== Segment start ==

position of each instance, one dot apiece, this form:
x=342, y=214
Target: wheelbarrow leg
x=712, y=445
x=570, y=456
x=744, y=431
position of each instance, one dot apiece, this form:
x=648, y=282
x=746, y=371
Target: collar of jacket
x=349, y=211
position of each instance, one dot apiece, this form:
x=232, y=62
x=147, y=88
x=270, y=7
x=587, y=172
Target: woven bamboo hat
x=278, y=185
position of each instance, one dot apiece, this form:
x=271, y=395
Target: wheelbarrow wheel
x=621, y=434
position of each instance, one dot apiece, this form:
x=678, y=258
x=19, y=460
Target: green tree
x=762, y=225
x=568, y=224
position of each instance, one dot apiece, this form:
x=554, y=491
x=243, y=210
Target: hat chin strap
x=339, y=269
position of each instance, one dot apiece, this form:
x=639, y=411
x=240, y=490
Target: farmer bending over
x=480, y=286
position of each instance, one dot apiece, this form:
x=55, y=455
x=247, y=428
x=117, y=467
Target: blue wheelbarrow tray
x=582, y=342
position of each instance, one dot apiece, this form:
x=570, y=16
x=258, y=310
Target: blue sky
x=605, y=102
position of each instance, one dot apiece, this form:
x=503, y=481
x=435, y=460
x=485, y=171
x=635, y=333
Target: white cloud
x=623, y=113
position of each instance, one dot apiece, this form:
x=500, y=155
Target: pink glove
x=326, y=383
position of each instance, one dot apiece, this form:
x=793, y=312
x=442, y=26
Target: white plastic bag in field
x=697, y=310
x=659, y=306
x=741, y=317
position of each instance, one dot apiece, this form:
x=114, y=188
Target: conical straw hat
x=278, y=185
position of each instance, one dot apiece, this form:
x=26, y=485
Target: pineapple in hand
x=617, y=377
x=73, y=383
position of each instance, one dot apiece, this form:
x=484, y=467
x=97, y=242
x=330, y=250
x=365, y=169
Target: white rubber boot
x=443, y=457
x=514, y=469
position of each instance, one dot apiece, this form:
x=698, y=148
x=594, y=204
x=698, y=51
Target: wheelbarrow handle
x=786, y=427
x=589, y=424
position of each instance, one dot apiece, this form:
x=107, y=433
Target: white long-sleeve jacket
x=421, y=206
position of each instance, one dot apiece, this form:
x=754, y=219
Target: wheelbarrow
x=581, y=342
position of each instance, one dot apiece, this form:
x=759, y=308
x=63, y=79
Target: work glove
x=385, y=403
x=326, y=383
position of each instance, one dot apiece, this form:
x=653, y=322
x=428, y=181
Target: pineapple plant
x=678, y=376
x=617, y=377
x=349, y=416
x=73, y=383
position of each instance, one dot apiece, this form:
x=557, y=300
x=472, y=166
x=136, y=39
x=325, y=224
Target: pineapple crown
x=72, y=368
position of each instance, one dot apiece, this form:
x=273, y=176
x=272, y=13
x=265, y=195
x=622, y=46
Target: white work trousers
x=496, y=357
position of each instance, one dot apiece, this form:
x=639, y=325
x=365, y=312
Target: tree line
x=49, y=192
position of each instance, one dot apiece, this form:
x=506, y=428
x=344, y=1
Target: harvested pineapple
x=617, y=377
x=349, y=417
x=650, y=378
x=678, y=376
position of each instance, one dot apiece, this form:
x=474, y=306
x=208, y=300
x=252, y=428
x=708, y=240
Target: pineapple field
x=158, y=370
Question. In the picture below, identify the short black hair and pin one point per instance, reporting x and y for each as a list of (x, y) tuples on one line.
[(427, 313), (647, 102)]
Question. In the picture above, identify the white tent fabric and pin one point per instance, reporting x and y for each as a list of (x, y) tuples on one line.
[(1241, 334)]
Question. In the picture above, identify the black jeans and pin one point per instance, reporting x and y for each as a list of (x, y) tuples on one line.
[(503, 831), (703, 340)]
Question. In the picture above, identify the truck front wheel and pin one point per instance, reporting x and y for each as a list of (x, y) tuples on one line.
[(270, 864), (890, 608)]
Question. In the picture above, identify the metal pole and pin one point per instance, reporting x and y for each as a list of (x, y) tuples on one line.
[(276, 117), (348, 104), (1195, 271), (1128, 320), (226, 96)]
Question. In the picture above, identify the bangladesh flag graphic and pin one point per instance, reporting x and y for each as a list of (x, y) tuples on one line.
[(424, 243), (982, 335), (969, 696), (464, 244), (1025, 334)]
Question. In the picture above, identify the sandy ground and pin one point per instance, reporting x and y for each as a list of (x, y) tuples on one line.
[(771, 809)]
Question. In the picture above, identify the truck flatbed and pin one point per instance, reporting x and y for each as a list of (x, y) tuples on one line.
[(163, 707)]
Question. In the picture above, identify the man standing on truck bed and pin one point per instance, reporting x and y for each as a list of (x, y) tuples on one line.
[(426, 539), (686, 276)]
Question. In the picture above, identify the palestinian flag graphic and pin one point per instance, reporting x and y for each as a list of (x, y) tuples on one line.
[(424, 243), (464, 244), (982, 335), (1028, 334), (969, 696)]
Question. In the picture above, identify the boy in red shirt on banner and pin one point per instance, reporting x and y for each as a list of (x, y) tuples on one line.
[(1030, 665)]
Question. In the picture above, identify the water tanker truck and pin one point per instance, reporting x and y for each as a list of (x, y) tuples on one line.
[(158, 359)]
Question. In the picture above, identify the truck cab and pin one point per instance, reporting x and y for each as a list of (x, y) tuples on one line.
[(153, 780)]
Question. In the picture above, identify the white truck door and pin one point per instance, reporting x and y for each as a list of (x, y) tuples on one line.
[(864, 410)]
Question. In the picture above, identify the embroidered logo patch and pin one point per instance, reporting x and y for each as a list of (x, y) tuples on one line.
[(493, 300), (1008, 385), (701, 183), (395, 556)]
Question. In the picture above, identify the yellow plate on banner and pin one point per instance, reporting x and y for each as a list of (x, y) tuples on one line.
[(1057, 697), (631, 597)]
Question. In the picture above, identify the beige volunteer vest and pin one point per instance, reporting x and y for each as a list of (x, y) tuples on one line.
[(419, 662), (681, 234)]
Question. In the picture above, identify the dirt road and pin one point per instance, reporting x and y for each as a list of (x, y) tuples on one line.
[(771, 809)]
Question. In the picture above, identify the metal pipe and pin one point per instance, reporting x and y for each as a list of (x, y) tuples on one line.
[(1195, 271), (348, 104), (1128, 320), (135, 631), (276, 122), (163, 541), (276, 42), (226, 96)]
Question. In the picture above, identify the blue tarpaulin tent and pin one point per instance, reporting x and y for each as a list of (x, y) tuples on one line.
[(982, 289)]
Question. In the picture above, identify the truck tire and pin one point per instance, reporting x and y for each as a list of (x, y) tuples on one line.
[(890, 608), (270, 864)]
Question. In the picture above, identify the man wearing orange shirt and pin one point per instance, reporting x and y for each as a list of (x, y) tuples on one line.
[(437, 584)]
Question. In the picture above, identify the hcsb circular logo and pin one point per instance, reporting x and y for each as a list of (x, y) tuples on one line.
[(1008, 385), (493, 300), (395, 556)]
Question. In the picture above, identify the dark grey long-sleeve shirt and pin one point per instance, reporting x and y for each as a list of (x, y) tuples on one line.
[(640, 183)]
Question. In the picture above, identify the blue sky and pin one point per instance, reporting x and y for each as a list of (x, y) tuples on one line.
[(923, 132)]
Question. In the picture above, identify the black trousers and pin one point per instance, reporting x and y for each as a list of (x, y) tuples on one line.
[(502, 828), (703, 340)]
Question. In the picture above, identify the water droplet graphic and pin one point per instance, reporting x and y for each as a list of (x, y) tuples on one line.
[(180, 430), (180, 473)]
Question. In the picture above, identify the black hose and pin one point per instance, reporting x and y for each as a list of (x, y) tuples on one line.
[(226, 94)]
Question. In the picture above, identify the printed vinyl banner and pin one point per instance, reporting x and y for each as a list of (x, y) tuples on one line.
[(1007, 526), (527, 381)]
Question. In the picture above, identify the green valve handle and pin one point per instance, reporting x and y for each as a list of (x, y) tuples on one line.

== Segment end ==

### Assignment
Transcribe the lines above between the line holding "x=342, y=214" and the line holding "x=500, y=155", inclusive, exactly as they stand and with nothing added.

### The completed task
x=342, y=214
Target: wheelbarrow leg
x=712, y=445
x=570, y=456
x=744, y=431
position of each instance, one dot apiece, this form:
x=648, y=282
x=746, y=371
Target: collar of jacket
x=349, y=211
position of each instance, one dot apiece, this form:
x=232, y=62
x=147, y=88
x=270, y=7
x=587, y=172
Target: woven bamboo hat
x=278, y=185
position of each instance, one dot apiece, this form:
x=271, y=395
Target: wheelbarrow wheel
x=621, y=434
position of each instance, one dot apiece, this form:
x=678, y=258
x=19, y=460
Target: green tree
x=762, y=225
x=568, y=224
position of each instance, one dot apiece, this form:
x=554, y=491
x=243, y=210
Target: hat chin strap
x=339, y=269
position of each instance, one dot apiece, this form:
x=639, y=411
x=240, y=490
Target: farmer bending over
x=480, y=286
position of each instance, one dot apiece, this form:
x=55, y=455
x=247, y=428
x=117, y=467
Target: blue wheelbarrow tray
x=582, y=342
position of each instance, one dot apiece, this form:
x=570, y=16
x=258, y=310
Target: blue sky
x=605, y=102
position of each instance, one dot apiece, this form:
x=503, y=481
x=435, y=460
x=485, y=171
x=635, y=333
Target: white cloud
x=623, y=113
position of each instance, one dot apiece, this form:
x=500, y=155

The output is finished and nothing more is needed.